Please write out again the items in the stretch from the line containing "For every instance of the green banner" through the end of the items, switching "dot" to "mark" wherever it occurs and leaving everything else unchanged.

— BEGIN Supplied entries —

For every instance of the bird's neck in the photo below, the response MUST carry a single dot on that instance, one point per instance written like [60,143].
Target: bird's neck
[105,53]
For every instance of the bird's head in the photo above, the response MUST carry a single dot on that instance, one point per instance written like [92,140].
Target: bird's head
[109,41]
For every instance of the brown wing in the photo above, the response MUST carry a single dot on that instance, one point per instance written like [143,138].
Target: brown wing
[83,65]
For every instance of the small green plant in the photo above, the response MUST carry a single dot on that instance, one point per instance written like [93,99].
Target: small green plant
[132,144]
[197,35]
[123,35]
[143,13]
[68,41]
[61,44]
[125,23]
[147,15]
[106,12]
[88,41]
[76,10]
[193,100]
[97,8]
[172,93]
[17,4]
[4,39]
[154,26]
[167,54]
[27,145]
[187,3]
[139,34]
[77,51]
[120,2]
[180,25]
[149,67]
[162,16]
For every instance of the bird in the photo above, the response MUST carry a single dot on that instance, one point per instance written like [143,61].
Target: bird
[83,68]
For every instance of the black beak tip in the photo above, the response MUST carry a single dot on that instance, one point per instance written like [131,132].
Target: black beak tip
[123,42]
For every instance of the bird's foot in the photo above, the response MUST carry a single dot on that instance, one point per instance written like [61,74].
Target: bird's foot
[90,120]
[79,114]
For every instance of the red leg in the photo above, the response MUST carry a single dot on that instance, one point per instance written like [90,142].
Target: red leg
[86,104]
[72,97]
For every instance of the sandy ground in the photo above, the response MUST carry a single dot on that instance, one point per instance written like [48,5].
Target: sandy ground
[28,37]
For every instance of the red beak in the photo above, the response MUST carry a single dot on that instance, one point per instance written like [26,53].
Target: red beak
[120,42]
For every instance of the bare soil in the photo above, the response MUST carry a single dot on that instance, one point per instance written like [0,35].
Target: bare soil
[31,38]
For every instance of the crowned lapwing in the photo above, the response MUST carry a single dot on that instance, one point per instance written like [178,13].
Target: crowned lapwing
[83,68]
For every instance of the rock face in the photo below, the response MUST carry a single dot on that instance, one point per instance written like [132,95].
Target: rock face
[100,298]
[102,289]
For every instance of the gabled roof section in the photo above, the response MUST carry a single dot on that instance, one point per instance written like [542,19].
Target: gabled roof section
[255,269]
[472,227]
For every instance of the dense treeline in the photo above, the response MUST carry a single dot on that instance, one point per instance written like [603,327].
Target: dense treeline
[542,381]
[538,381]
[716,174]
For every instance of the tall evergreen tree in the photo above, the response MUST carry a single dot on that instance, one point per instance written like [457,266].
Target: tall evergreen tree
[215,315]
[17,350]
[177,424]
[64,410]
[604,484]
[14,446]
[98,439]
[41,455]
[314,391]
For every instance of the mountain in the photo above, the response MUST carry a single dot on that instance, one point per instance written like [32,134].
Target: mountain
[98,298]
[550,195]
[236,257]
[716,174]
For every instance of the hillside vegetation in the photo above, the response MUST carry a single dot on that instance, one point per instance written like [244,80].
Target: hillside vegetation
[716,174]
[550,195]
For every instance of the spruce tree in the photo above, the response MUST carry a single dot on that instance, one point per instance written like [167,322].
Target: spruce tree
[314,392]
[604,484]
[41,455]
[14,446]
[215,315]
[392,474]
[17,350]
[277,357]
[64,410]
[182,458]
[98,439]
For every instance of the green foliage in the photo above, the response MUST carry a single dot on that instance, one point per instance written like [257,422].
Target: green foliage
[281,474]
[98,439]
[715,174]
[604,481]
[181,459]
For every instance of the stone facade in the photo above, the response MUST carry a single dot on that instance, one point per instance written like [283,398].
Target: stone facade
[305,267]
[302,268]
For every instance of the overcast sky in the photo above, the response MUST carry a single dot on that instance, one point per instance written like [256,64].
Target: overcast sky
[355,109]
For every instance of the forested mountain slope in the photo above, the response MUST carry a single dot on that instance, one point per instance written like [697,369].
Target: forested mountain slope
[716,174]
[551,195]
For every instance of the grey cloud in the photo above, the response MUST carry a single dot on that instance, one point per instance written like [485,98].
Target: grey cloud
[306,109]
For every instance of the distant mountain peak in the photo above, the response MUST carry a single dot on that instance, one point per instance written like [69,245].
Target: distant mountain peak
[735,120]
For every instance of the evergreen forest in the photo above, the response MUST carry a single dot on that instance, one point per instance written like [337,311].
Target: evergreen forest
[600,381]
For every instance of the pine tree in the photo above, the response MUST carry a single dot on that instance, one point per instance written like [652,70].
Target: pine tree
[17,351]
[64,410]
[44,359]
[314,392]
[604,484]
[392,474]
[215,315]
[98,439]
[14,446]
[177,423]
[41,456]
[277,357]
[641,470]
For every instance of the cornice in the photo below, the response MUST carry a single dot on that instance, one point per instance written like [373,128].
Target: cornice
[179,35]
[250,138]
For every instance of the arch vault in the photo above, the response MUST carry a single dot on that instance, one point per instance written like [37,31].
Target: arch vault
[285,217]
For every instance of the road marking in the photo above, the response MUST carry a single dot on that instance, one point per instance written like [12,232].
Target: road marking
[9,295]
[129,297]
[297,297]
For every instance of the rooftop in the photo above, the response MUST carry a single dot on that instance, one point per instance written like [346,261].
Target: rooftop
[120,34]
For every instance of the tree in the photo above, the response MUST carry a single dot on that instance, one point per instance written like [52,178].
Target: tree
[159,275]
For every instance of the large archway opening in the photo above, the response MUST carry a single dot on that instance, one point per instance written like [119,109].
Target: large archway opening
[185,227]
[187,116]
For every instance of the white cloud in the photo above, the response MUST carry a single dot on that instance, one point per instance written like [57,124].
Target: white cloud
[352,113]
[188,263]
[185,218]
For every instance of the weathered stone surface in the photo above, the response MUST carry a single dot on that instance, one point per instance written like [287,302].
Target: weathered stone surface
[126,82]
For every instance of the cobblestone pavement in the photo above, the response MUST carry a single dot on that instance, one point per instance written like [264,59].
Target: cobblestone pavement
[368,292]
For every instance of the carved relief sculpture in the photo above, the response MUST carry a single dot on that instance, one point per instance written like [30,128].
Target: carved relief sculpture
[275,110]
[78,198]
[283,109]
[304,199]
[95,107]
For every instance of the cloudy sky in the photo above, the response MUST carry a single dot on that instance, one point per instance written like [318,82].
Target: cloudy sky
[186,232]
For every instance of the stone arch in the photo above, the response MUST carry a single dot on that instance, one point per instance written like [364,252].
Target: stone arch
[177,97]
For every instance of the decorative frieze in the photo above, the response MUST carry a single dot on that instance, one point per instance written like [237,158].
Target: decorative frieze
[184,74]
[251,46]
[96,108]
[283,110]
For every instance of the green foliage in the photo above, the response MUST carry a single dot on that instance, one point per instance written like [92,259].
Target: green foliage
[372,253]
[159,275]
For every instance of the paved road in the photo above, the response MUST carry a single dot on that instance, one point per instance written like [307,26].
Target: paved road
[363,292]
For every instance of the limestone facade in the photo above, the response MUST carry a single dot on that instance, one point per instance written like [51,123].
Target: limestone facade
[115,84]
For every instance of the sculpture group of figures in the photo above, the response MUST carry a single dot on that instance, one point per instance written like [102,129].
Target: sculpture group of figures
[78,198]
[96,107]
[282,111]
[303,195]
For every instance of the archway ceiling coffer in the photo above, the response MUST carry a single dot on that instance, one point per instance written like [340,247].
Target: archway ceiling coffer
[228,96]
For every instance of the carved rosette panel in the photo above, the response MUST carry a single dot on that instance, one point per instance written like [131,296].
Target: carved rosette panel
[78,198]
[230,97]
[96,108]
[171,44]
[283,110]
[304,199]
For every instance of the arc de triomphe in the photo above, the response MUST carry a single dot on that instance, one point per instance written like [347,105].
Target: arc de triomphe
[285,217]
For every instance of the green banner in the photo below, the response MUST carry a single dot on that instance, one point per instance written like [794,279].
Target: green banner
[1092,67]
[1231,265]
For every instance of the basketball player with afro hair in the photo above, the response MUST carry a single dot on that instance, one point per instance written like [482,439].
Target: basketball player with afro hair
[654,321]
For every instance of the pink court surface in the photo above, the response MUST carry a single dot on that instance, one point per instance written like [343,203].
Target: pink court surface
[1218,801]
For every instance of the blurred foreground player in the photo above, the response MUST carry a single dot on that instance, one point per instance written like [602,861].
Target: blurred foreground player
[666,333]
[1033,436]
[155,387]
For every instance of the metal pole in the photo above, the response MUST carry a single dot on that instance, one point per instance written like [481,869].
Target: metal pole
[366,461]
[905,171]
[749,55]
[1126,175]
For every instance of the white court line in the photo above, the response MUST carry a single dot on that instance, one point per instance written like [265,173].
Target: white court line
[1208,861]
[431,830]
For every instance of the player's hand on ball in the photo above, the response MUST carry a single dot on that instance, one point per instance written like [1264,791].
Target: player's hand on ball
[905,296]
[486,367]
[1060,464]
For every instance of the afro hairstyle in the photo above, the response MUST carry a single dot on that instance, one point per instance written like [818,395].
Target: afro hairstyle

— END Supplied entries —

● Result for this exercise:
For every instance of the green banner in the photo below, the response MUST carry a single mark on that instance, one point per instance written like [794,279].
Target: green banner
[1092,67]
[1231,265]
For every instance of the basketball player with afro hair in the photo above, the response MUST carry a single mark on that instance, one point per instance written like [482,439].
Target: basketball player with afro hair
[654,321]
For every instance of the pink court surface in the photo above, the response MUST carry a single mark on that instance, one point per instance written like [343,203].
Target: pink court surface
[1218,801]
For every instance of the blurred foreground player in the photo above, the response MUST carry a single mark on that instance, one point per instance written like [602,861].
Target: blurred foreground player
[666,333]
[1033,436]
[155,387]
For every instance of the metal pole in the photo above, the response MUST carry a single mark on that instance, one point per instance written like [481,869].
Target: metal pole
[366,461]
[905,171]
[749,55]
[1126,175]
For every instance of the white court line in the photo above, the response MUST carry a single mark on that instance, one point per instance written like [265,173].
Target: white court line
[1208,861]
[431,830]
For every instance of the player's hand on ball in the photo above, the response MUST carry a single mark on that instance, one point per instance written like [1264,791].
Target: player's hand on ball
[905,296]
[486,367]
[1060,464]
For every instance of the afro hairstyle in the photo above, the response MUST carry a single mark on that instance, one point per instance written like [818,395].
Target: afro hairstyle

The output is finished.